Location labeling records:
-----
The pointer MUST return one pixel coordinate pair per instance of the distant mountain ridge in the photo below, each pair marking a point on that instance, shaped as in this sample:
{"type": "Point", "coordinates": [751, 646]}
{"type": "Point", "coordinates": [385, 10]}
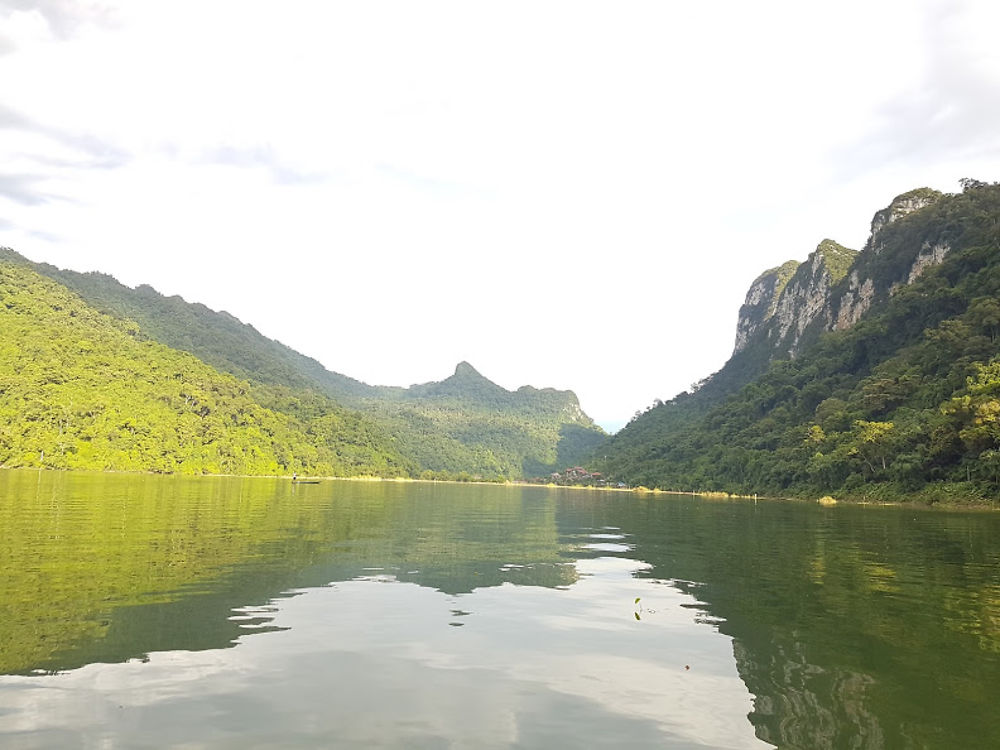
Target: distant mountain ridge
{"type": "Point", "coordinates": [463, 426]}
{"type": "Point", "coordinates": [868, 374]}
-----
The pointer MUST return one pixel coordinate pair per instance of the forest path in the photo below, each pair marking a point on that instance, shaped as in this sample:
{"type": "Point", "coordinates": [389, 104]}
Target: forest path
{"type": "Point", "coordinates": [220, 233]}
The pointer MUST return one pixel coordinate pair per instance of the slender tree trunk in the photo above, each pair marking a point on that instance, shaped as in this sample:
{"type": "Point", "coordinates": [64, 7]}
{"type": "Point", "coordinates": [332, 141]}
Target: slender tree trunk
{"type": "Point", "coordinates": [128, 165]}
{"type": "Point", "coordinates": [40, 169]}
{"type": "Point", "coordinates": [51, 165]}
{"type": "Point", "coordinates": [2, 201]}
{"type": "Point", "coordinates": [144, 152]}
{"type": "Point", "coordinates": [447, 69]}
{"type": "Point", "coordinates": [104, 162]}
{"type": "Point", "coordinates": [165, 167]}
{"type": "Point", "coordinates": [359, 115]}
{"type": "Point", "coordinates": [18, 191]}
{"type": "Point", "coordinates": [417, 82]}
-----
Show each line above that contains the string "path", copied in full.

The pointer MUST return one pixel coordinate pair per instance of the forest path in the photo below, each pair marking a point on that instance, shaped as in this sample:
Target: forest path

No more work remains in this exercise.